(Gestellte Aufgabe):
Prüfe bitte, ob die folgenden Aussagen zum unten stehenden Sitzungsprotokoll zutreffen: 1. Jens Spahn soll bei einem der nächsten Gesprächstermine auf das Thema angesprochen werden. 2. Hebammen rechnen laut Sitzungsprotokoll über die Gynäkologen mit den Krankenkassen ab. 3. Frau Weißig wird im Sitzungsprotokoll in keinem Punkt recht gegeben. Beantworte jede Aussage mit Ja oder Nein und zitiere die entscheidenden Worte aus dem Sitzungsprotokoll wörtlich.

(Seitenauszug):
Protokoll der Sitzung vom 14.03.2019

(Zurufe von Horst Förster, AfD, und Torsten Koplin, DIE LINKE)

Meine Damen und Herren, wir haben jetzt schon ein starkes Konkurrenzdenken zwischen niedergelassenen

Gynäkologinnen und Gynäkologen und Hebammen. Da gibt es nämlich Überlappungsfelder, wo wir hinterher in Abrechnungsprobleme kommen, weil die Hebammen ja auch völlig selbst abrechnen mit den Krankenkassen, zum Teil wird das von den Gynäkologen doppelt abgerechnet. Das sind Probleme, die in der Fläche auftauchen, darüber redet im Augenblick keiner. Da geht es aber tatsächlich um den Verdienst und dass wir überhaupt noch Hebammen in der Fläche haben.

Ich finde schon, wenn man sich dem Thema noch mal nähern will, dann hätte man durchaus andere Dinge und Themen, die man da besprechen könnte. Aber eins weiß ich jedenfalls auch, und da gebe ich Ihnen recht, Frau Weißig: Das Thema wird nicht dadurch besser, dass man einfach wegguckt, tote Maus spielt und sagt, das Thema geht uns nichts an und der Bund wird das schon irgendwann für uns regeln. Im Augenblick sieht das eher so aus, dass sich der Bund einen schlanken Fuß macht und wartet, was die Bundesländer tun. Und da, können Sie mir glauben, werde ich einen meiner nächsten Gesprächstermine mit Jens Spahn nutzen und ihn darauf ansprechen, wie das jetzt weitergehen soll. Das mache ich schon aus persönlichem Interesse, weil ich keinen Ärger mit meiner großen Schwester haben will und mit meiner Frau auch nicht.

Das ist doch der Punkt, dass wir uns viel mehr trauen müssen. Was spricht eigentlich dagegen, auch wenn man von der CDU kommt und Herr Spahn von der CDU kommt, zu sagen, das, was da passiert, ist nicht richtig? Jedenfalls wird uns das nicht weiterhelfen. Wissen Sie, da stelle ich mich ganz locker hin und gestehe das hier auch zu.

(Bereitgestellte Angaben):
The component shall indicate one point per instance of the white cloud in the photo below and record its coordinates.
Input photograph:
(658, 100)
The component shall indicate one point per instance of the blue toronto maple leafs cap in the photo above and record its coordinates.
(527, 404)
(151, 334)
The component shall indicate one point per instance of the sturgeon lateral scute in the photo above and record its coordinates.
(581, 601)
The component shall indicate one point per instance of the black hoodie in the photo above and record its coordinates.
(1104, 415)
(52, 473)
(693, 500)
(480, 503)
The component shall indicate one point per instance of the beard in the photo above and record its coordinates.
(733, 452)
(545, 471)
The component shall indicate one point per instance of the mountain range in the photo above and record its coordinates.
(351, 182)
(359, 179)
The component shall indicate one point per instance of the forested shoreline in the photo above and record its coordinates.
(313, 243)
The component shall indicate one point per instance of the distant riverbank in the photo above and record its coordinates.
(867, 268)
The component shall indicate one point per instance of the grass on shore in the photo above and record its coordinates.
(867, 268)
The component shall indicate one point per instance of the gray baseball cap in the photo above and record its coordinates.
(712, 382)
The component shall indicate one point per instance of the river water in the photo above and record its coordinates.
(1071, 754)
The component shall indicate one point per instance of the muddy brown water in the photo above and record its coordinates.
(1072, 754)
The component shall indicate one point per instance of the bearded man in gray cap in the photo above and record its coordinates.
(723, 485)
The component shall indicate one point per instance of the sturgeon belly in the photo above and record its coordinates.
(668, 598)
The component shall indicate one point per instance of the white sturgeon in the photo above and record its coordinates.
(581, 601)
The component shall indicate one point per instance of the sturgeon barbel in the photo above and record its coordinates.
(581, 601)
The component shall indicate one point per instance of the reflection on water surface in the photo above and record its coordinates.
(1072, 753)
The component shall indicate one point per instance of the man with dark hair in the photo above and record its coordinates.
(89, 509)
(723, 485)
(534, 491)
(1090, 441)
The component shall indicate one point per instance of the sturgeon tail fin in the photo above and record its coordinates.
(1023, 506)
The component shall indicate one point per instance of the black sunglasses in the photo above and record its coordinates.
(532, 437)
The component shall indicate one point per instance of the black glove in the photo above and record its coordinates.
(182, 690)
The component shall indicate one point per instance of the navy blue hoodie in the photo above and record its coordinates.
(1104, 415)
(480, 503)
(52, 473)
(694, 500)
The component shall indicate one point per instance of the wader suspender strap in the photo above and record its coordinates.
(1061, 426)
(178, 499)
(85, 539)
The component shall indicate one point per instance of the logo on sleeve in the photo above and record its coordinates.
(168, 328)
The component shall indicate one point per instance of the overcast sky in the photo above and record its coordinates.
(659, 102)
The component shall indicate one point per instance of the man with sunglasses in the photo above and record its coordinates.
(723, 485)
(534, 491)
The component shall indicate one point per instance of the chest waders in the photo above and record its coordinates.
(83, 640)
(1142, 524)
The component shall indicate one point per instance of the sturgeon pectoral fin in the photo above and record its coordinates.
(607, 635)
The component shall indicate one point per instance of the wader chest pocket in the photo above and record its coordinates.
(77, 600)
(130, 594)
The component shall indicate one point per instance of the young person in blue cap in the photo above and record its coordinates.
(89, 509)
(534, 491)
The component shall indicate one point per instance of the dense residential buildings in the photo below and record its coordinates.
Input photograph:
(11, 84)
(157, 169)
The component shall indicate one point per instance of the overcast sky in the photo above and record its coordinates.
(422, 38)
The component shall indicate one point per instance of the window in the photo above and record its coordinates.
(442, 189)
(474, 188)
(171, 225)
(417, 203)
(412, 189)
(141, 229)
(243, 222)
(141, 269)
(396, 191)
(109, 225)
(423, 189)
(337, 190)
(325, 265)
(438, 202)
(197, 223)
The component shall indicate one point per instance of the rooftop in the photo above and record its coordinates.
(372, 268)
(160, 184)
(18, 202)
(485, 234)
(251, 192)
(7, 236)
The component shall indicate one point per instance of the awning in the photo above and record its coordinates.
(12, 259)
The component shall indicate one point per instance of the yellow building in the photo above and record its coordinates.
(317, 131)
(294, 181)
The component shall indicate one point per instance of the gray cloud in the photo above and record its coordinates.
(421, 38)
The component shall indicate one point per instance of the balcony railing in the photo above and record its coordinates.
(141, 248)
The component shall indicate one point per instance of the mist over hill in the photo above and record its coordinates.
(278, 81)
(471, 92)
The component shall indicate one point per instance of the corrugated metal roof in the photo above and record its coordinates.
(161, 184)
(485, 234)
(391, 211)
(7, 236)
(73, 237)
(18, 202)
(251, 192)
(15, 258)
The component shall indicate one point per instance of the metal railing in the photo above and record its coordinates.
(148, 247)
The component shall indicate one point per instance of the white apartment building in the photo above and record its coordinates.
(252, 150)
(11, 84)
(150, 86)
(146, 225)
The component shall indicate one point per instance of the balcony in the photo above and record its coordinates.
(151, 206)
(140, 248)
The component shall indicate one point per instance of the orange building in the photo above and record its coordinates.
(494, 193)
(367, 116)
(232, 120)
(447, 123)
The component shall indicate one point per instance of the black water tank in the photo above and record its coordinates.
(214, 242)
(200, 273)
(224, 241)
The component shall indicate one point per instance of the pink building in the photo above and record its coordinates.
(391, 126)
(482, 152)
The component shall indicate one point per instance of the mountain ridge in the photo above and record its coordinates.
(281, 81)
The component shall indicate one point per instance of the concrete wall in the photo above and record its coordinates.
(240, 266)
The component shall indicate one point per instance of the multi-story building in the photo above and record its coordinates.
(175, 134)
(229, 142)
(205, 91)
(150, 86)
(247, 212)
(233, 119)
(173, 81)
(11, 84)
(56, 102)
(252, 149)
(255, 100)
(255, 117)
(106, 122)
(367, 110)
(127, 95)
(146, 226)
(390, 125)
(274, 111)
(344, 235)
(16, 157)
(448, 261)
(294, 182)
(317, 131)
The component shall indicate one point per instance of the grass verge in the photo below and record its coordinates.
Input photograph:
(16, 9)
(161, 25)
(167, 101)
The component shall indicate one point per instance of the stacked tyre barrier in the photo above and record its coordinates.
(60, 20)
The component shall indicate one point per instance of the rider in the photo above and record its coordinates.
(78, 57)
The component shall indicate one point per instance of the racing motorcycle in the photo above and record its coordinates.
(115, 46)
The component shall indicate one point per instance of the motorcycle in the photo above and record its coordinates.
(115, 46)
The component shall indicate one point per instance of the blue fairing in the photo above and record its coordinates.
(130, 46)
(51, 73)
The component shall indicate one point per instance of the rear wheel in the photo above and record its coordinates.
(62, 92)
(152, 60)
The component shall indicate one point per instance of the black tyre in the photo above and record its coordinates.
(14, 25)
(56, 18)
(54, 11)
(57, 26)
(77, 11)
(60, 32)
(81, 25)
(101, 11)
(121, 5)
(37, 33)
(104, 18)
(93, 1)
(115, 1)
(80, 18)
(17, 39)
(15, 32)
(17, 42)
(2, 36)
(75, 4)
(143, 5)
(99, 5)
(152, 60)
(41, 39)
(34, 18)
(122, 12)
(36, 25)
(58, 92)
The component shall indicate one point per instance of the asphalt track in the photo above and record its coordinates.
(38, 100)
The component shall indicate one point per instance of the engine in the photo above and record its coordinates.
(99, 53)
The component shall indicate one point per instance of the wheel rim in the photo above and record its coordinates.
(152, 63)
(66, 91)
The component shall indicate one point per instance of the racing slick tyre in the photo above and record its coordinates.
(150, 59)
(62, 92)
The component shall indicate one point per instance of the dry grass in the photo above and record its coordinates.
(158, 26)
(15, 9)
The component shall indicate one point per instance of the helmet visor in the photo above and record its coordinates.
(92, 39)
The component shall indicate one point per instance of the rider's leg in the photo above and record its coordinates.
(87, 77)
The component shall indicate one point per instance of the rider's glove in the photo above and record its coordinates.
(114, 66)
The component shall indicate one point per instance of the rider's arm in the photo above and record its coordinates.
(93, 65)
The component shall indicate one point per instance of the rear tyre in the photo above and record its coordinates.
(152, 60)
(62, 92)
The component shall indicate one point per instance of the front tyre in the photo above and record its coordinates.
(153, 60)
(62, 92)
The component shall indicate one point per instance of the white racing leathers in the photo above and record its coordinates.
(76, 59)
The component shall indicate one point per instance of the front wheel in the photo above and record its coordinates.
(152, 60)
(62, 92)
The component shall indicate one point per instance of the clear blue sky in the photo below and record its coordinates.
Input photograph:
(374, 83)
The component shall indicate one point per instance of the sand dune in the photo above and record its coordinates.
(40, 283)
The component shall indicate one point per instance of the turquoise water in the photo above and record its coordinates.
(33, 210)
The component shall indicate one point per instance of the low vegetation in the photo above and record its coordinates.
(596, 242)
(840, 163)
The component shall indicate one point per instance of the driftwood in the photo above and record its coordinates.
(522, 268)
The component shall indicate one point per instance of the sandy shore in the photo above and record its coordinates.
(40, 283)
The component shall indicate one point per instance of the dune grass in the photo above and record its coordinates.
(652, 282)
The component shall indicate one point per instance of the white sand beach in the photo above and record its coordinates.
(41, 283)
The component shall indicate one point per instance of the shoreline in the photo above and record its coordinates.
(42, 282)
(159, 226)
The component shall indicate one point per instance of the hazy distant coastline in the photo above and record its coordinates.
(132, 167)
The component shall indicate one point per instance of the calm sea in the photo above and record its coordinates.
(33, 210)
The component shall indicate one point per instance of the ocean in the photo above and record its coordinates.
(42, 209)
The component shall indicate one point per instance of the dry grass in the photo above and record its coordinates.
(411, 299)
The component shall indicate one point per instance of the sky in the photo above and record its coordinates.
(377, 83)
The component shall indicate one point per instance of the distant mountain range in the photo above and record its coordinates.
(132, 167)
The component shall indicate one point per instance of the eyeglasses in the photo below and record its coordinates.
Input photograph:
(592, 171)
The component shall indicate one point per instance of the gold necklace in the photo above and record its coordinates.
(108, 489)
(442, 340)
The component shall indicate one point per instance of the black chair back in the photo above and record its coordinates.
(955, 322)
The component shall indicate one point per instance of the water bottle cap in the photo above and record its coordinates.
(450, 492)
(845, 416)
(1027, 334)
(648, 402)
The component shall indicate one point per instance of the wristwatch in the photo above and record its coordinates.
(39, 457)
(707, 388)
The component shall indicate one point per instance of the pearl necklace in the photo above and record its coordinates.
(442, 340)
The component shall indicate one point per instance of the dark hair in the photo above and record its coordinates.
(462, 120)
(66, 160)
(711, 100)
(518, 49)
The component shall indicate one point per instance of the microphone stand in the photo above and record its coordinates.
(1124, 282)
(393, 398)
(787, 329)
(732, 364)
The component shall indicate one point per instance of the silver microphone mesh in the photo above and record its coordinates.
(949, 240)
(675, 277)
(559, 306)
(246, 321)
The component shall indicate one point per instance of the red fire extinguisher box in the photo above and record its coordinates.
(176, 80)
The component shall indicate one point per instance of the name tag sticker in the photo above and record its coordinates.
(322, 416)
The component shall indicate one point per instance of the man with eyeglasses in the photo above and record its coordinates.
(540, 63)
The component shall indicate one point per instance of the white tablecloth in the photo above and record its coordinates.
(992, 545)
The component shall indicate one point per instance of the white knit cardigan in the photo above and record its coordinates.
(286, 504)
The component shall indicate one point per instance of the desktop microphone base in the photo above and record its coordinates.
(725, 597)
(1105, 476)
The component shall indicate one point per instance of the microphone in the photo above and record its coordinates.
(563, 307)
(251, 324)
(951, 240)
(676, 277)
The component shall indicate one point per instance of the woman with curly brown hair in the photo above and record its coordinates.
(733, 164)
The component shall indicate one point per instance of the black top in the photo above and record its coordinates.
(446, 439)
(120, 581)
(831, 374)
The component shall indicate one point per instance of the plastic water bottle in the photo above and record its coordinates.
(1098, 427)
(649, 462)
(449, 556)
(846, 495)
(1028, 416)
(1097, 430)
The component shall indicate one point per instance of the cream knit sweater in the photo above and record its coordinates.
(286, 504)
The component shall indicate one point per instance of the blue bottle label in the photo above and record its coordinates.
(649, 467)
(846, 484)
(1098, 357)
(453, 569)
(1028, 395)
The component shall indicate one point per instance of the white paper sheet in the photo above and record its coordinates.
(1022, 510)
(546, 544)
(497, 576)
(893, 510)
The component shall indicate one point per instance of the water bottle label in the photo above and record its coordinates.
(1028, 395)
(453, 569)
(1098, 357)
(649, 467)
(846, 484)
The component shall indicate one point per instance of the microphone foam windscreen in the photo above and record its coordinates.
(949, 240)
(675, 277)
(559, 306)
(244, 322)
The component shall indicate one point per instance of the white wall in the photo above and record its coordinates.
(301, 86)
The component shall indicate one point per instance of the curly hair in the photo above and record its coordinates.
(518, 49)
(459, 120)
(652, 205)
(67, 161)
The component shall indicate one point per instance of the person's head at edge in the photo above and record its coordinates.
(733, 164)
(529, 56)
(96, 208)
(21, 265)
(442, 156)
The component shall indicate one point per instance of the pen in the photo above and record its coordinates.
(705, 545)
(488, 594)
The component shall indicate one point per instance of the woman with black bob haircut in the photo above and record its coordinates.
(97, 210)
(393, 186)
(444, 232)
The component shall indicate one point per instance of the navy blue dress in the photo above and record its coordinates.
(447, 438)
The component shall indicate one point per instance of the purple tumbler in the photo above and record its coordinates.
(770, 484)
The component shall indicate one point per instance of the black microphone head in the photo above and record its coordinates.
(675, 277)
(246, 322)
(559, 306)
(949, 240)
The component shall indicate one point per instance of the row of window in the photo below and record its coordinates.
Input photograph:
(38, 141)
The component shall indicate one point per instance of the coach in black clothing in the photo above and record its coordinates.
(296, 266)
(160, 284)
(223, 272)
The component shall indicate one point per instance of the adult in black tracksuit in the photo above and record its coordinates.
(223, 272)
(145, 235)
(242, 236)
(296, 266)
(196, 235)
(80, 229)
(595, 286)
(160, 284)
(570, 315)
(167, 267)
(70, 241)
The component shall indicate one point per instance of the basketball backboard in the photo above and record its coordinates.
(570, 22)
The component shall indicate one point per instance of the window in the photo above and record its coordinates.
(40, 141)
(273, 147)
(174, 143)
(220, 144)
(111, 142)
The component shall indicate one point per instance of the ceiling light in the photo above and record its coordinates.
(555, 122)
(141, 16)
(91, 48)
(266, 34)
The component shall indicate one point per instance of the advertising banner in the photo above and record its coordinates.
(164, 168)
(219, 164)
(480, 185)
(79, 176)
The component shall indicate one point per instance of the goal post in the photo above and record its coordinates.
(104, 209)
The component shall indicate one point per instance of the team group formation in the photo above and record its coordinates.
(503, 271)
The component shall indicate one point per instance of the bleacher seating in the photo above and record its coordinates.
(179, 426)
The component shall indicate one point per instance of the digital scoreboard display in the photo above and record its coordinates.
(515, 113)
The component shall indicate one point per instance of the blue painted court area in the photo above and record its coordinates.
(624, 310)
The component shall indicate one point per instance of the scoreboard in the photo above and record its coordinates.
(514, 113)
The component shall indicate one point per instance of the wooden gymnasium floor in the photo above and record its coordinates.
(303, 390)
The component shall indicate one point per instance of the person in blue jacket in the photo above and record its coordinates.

(Antwort zur Aufgabe):
1. Ja: „werde ich einen meiner nächsten Gesprächstermine mit Jens Spahn nutzen und ihn darauf ansprechen, wie das jetzt weitergehen soll“
2. Nein: „weil die Hebammen ja auch völlig selbst abrechnen mit den Krankenkassen“
3. Nein: „da gebe ich Ihnen recht, Frau Weißig“